GIVEN DATA ::
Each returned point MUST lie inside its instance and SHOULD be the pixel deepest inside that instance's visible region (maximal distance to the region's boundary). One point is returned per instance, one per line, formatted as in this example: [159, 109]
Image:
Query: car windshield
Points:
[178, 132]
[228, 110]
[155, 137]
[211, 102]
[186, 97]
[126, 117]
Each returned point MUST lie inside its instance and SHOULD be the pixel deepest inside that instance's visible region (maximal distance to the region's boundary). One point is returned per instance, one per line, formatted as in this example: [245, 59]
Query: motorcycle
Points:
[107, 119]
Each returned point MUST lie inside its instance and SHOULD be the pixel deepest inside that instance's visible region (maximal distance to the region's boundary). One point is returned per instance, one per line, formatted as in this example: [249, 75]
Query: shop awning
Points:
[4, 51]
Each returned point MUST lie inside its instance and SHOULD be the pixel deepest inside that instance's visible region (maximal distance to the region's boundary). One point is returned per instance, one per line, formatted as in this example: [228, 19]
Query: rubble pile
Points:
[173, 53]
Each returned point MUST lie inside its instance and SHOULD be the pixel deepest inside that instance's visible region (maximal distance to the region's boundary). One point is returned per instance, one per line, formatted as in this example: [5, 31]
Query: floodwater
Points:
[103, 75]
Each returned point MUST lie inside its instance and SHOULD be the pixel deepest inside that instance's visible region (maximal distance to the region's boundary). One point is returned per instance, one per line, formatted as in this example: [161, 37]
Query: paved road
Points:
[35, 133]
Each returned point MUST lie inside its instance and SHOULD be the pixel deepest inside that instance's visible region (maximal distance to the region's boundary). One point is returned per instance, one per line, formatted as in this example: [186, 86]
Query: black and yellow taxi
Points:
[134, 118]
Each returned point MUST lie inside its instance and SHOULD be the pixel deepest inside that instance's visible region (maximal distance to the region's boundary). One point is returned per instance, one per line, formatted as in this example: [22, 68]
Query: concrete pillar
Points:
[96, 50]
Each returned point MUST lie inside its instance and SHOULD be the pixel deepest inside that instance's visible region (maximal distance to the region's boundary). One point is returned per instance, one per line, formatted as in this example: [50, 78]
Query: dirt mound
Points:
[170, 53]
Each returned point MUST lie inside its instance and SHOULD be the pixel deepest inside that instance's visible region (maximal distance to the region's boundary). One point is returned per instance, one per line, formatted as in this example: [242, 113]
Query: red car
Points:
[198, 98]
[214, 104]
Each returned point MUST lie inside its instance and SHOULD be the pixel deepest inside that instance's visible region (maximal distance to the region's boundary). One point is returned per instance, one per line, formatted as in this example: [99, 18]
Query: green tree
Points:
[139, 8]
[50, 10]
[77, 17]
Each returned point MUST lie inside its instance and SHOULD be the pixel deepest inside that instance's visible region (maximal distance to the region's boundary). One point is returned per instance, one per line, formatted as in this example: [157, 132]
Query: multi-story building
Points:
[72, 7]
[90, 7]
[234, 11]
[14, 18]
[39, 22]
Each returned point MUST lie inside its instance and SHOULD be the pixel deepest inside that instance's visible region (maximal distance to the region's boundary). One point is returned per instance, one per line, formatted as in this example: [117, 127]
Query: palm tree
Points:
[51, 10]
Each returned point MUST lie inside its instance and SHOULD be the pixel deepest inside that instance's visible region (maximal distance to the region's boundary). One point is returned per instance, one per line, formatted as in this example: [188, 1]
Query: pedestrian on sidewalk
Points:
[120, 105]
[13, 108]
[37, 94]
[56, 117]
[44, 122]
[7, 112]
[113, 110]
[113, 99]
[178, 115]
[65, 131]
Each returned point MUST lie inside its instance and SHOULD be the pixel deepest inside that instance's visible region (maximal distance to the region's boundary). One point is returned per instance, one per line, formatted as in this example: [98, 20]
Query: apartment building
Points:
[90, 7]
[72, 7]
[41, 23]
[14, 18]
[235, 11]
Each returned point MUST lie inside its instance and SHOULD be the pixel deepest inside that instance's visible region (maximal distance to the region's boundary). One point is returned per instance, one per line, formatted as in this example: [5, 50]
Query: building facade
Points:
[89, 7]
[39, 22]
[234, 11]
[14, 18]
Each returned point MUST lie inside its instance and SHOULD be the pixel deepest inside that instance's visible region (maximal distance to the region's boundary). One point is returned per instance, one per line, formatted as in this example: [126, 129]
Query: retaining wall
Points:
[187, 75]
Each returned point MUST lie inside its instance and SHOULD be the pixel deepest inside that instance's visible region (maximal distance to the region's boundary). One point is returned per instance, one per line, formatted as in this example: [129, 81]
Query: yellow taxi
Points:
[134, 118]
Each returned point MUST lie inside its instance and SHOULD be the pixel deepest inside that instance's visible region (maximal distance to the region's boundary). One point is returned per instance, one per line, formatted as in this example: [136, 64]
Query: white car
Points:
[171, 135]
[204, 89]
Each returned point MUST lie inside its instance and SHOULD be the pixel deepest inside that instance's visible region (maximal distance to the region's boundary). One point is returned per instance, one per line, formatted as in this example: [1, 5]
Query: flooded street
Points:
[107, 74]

TASK GOAL :: Would you write out all of the data again, unchanged?

RESPONSE ::
Each returned point MUST lie inside its instance and SHOULD be the pixel deepest inside that instance's visible region (maximal distance to the region's boundary). One point is returned per instance, one per line, formatted as in this example: [159, 109]
Image:
Query: car windshield
Points:
[178, 132]
[228, 110]
[155, 137]
[211, 102]
[186, 97]
[126, 117]
Each returned point MUST lie inside its instance and SHOULD be the pixel deepest inside that instance's visible region (maximal distance to the region's boundary). One point is returned per instance, one per line, formatted as in this example: [245, 59]
Query: motorcycle
Points:
[107, 119]
Each returned point MUST lie inside its instance and SHOULD be the pixel deepest inside that instance's visible region (maximal distance to the region's boundary). One point is returned per instance, one per line, formatted as in this example: [249, 75]
Query: shop awning
Points:
[4, 51]
Each returned point MUST lie inside its instance and SHOULD be the pixel deepest inside that instance's visible region (maximal distance to the region's boundary). One point is returned per instance, one per line, formatted as in this example: [228, 19]
Query: rubble pile
Points:
[173, 53]
Each returned point MUST lie inside its instance and SHOULD be the pixel deepest inside that instance's visible region (maximal distance to the region's boundary). One point is returned per instance, one per line, formatted as in this example: [5, 31]
Query: floodwater
Points:
[103, 75]
Each returned point MUST lie inside its instance and SHOULD be the pixel deepest inside that instance's visible region (maximal distance to the region's boundary). One point is returned per instance, one per line, formatted as in this example: [161, 37]
Query: paved road
Points:
[35, 133]
Each returned point MUST lie inside its instance and SHOULD be the pixel deepest inside that instance's visible region (maximal distance to the region's boundary). One point is returned per instance, one per line, formatted as in this example: [186, 86]
Query: black and yellow taxi
Points:
[134, 118]
Each returned point MUST lie inside its instance and SHOULD be the pixel deepest inside that instance's visible region (maximal distance to the region's boundary). One point is returned per instance, one per line, formatted as in this example: [22, 68]
Query: concrete pillar
Points:
[96, 50]
Each returned point MUST lie inside its instance and SHOULD be the pixel deepest inside that instance's visible region (maximal distance to the region's boundary). One point is returned per instance, one per line, formatted as in this example: [50, 78]
Query: dirt mound
Points:
[170, 53]
Each returned point MUST lie inside its instance and SHOULD be the pixel deepest inside that instance's visible region (maximal distance to the region's boundary). One point is returned per instance, one per line, formatted as in this example: [242, 113]
Query: red car
Points:
[198, 98]
[214, 104]
Each returned point MUST lie inside its instance and SHOULD be the pixel deepest inside that instance's visible region (maximal distance to the region's boundary). One point is returned per instance, one per line, formatted as in this example: [99, 18]
Query: green tree
Points:
[139, 8]
[50, 10]
[77, 17]
Each returned point MUST lie inside its instance and SHOULD be the pixel deepest inside that instance's visible region (maximal distance to the region's boundary). One point is returned per instance, one per line, formatted as in this example: [157, 132]
Query: multi-story building
Points:
[72, 7]
[90, 7]
[234, 11]
[14, 18]
[39, 22]
Each returned point MUST lie inside its instance and SHOULD be the pixel deepest inside that instance's visible region (maximal distance to the region's boundary). One point is returned per instance, one per line, formatted as in this example: [117, 127]
Query: palm tree
Points:
[51, 10]
Each returned point MUST lie inside its instance and SHOULD be the pixel deepest inside that instance's visible region (maximal distance to the region's boundary). One point is returned per instance, one per line, formatted as in this example: [188, 1]
Query: pedestrian on sidewalk
Points:
[120, 105]
[13, 108]
[37, 94]
[56, 117]
[44, 122]
[7, 112]
[113, 110]
[113, 99]
[178, 115]
[65, 131]
Each returned point MUST lie inside its instance and SHOULD be the pixel deepest inside that instance's visible region (maximal distance to the region's boundary). One point is returned per instance, one per line, formatted as in this example: [98, 20]
Query: apartment building
Points:
[90, 7]
[72, 7]
[41, 23]
[14, 18]
[235, 11]
Each returned point MUST lie inside its instance and SHOULD be the pixel deepest inside that instance's visible region (maximal distance to the region's boundary). One point is returned per instance, one per line, formatted as in this example: [5, 50]
Query: building facade
Points:
[89, 7]
[39, 22]
[234, 11]
[14, 18]
Each returned point MUST lie inside its instance and SHOULD be the pixel deepest inside that instance's visible region (maximal distance to the region's boundary). One point is returned per instance, one per line, formatted as in this example: [126, 129]
Query: retaining wall
Points:
[187, 75]
Each returned point MUST lie inside its instance and SHOULD be the pixel deepest inside that instance's visible region (maximal distance to the region's boundary). One point is returned per instance, one per line, formatted as in this example: [129, 81]
Query: yellow taxi
Points:
[134, 118]
Each returned point MUST lie inside its instance and SHOULD be the pixel deepest inside that instance's visible region (maximal distance to the region's boundary). One point is returned per instance, one per line, formatted as in this example: [136, 64]
Query: white car
Points:
[171, 135]
[204, 89]
Each returned point MUST lie inside its instance and SHOULD be the pixel deepest inside that instance's visible region (maximal distance to the region's boundary). One point is returned per instance, one per line, formatted as in this example: [1, 5]
Query: flooded street
Points:
[107, 74]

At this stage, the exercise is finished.